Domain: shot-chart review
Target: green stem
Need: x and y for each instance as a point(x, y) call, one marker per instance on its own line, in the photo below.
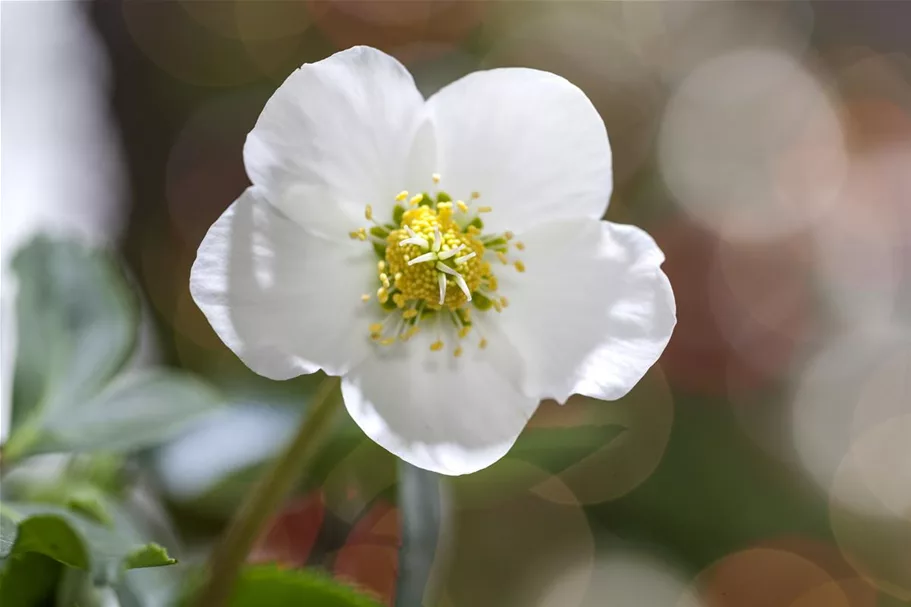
point(264, 500)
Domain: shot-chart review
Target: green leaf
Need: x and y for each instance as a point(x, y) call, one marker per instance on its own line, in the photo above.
point(272, 587)
point(134, 412)
point(150, 555)
point(78, 542)
point(8, 532)
point(29, 579)
point(76, 327)
point(52, 536)
point(556, 449)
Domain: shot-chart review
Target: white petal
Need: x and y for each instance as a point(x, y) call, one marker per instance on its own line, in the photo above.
point(528, 141)
point(284, 301)
point(438, 412)
point(592, 312)
point(337, 135)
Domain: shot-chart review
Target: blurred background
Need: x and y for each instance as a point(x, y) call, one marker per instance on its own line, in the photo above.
point(765, 461)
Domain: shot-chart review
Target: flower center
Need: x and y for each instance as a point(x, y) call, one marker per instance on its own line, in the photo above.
point(434, 266)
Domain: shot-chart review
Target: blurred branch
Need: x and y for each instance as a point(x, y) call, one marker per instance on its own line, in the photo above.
point(264, 500)
point(422, 510)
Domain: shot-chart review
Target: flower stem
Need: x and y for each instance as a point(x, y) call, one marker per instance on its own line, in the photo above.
point(264, 500)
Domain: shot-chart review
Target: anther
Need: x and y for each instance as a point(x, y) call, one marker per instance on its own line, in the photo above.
point(451, 252)
point(460, 260)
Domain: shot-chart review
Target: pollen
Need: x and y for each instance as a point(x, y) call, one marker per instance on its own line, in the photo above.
point(439, 264)
point(434, 267)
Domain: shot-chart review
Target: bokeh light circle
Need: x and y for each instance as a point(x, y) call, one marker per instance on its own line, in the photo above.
point(506, 554)
point(870, 506)
point(829, 406)
point(764, 577)
point(751, 145)
point(624, 578)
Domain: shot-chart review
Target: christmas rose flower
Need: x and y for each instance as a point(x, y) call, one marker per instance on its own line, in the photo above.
point(445, 256)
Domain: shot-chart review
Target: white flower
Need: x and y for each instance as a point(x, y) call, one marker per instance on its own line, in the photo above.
point(371, 207)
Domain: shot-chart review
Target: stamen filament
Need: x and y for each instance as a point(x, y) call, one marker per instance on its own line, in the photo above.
point(441, 279)
point(422, 258)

◆ ◆ ◆ ◆ ◆

» Task requirements: Pictures must not appear in the copy, and every record must be restated word for word.

» Exercise response:
Domain: shot-chart review
Target: green stem
Need: x and y for each instance as a point(x, y) call, one marker per instance on its own line, in the photo below.
point(264, 500)
Domain: shot-chart review
Target: green leaf
Need: x and y for each instance as a point(x, y) call, one marker per instance on its own line, in the photo above.
point(272, 587)
point(134, 412)
point(150, 555)
point(78, 542)
point(8, 532)
point(29, 579)
point(76, 327)
point(52, 536)
point(556, 449)
Domain: shot-chart review
Target: white petal
Need: x and y for each instance as a point(x, y) call, one marker per instance on its own line, in the photo above.
point(528, 141)
point(284, 301)
point(438, 412)
point(592, 312)
point(337, 135)
Domain: shot-chart review
Target: blurred background
Need: x and y for each instance as a point(x, y) call, one marker per instance on its own line, in the photo above.
point(765, 461)
Domain: shot-chart review
Target: flower center
Need: x and y for each instance as a point(x, y) call, one marker per instance on its own line, in the photo above.
point(434, 266)
Domain: shot-chart review
Target: blurred branch
Need: x and y for each instance as a point(x, y) call, one marker per instance on its own line, in the photo above.
point(264, 500)
point(422, 510)
Domain: shot-chart review
Target: flower stem
Need: x and y for each instance as a point(x, y) call, one marker per instance on its own line, in the photo above.
point(264, 500)
Domain: shot-chart review
Target: anther
Need: x and y for each instance as a point(x, y) call, one marker per instance on its own line, in the photo above.
point(451, 252)
point(460, 260)
Domain: shot-chart review
Target: pollen
Need: x and y for each instance as a point(x, y) call, one marker per instance on its own line, in the photo above.
point(439, 264)
point(434, 267)
Domain: shot-chart review
Target: bokeh light circle
Need: x and y for each instance as a point(x, y) call, one marker per instance on its own line, in the photo above.
point(506, 554)
point(870, 506)
point(829, 406)
point(764, 577)
point(751, 145)
point(624, 578)
Domain: shot-chart review
Target: christmas rose flower
Need: x and y for each instance as a point(x, y) call, one marker per instance on its own line, in the photo above.
point(445, 256)
Domain: shot-chart review
Target: white flower
Need: x and y for each instance as a point(x, y) call, one marker per instance on its own line, in the photo above.
point(371, 207)
Domain: shot-chart review
Target: stamen filament
Need: x and y for each instance as a point(x, y) call, one marker per instance on its own line, in the photo above.
point(441, 279)
point(422, 258)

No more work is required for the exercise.